= Set problem =
Quote all entries in full, exactly.
- - - - -
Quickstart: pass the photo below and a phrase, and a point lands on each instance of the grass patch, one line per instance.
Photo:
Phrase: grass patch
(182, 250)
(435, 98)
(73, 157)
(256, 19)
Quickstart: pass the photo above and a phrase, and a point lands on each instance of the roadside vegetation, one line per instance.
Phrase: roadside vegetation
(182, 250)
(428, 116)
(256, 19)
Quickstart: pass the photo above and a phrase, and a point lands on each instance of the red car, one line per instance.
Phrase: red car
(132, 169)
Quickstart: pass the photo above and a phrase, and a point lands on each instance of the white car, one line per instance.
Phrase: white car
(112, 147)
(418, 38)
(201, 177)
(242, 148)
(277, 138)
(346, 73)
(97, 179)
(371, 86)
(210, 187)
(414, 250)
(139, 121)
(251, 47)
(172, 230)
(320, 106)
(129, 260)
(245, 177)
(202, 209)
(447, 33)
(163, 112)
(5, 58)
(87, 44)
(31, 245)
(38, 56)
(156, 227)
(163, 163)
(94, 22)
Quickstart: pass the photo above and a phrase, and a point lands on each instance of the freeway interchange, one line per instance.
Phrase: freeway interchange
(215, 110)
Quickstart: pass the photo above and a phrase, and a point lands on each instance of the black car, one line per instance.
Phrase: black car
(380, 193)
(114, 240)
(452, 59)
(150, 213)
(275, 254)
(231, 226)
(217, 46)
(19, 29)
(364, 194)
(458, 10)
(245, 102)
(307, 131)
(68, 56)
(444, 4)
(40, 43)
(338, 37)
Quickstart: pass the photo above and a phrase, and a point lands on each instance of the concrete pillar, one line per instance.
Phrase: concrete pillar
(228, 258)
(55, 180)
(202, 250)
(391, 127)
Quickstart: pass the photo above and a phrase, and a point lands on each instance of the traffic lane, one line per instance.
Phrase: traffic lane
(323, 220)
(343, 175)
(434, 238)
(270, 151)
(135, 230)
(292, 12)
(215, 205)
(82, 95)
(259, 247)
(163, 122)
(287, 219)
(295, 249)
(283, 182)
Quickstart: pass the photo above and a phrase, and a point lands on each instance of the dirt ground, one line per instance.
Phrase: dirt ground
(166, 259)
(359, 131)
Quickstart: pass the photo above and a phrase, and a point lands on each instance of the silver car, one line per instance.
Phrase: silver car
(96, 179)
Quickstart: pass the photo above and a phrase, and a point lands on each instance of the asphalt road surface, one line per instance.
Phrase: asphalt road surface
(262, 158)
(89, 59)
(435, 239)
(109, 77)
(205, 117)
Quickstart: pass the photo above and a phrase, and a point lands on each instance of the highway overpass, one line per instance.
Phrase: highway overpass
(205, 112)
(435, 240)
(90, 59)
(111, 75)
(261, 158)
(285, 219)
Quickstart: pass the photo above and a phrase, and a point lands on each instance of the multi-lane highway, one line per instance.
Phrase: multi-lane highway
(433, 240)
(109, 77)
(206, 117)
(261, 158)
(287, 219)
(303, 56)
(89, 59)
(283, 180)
- - - - -
= Result of the exercise =
Quickstart: pass the photo below and a phrase, and a point lands on each instance of the grass patch, one line per instance.
Photo:
Phrase: grass patch
(182, 250)
(435, 98)
(73, 157)
(256, 19)
Quickstart: pass the photo above and a phrase, and a point lands on each instance of the roadside vegetation, one line per instance.
Phrase: roadside vegetation
(182, 250)
(428, 116)
(256, 19)
Quickstart: pass the photo above and a phrase, and a point lands on each instance of the red car, one line per instance.
Phrase: red car
(132, 169)
Quickstart: pass the photo above and a phrase, and a point lands on each instance of the white car, one line per instance.
Phrase: white car
(112, 147)
(418, 38)
(201, 177)
(242, 148)
(277, 138)
(346, 73)
(97, 179)
(371, 86)
(210, 187)
(414, 250)
(139, 121)
(251, 47)
(172, 230)
(320, 106)
(129, 260)
(245, 177)
(202, 209)
(447, 33)
(163, 112)
(5, 58)
(87, 44)
(31, 245)
(38, 56)
(156, 227)
(163, 163)
(94, 22)
Quickstart: pass the photo above and a phrase, and a point lands on each instance of the freeway interchange, one line per instance.
Phrase: freeway interchange
(215, 110)
Quickstart: pass the photo above and a phrase, and a point lands on each instance of the black car, one line per instance.
Phrase: black car
(380, 193)
(114, 240)
(452, 59)
(150, 213)
(275, 254)
(231, 226)
(217, 46)
(19, 29)
(364, 194)
(458, 10)
(245, 102)
(307, 131)
(68, 56)
(444, 4)
(40, 43)
(338, 37)
Quickstart: pass the photo above and a phrase, and a point lands on each instance of the concrete pillar, one line per instance.
Phrase: concrete pillar
(228, 258)
(55, 180)
(202, 250)
(391, 127)
Quickstart: pass the photo above and a phrase, and a point lands on each instance of the traffic lane, one line per instance.
Phrase: traffic lane
(323, 220)
(343, 175)
(434, 238)
(270, 151)
(135, 230)
(292, 12)
(215, 205)
(82, 95)
(259, 247)
(163, 122)
(287, 219)
(295, 249)
(283, 182)
Quickstart: pass the photo above and a phrase, and a point lands on each instance of the dirt ground, one line per instance.
Phrase: dirt ground
(166, 259)
(359, 131)
Quickstart: pass the photo above and a phrase, and a point lands on each instance of the silver car, one line per instance.
Phrase: silver car
(96, 179)
Quickstart: pass the photo above and a phrase, and a point lands on each instance of the asphalt road surface, one line per instance.
Phrase: asphalt road surface
(262, 158)
(89, 59)
(435, 239)
(109, 77)
(205, 117)
Quickstart: pass the photo above and a phrase, and a point lands on each instance of the highway overpass, one line per instance.
Phrase: highway overpass
(205, 112)
(435, 240)
(90, 59)
(111, 75)
(261, 158)
(285, 219)
Quickstart: pass the photo above and a phrase, and a point lands on each instance of the multi-lane highway, one line per instance.
Phrase: multi-lane highway
(433, 240)
(109, 77)
(206, 117)
(261, 158)
(287, 219)
(303, 56)
(89, 59)
(283, 180)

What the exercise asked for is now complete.